Dataset entries
#####

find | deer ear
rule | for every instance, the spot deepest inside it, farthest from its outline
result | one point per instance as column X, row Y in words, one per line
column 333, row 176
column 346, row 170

#####

#### Exercise brief
Starting at the line that contains "result | one", write out every line to the end of the entries, exactly as given.

#### Written response
result | one point per instance as column X, row Y in words, one per line
column 333, row 176
column 346, row 170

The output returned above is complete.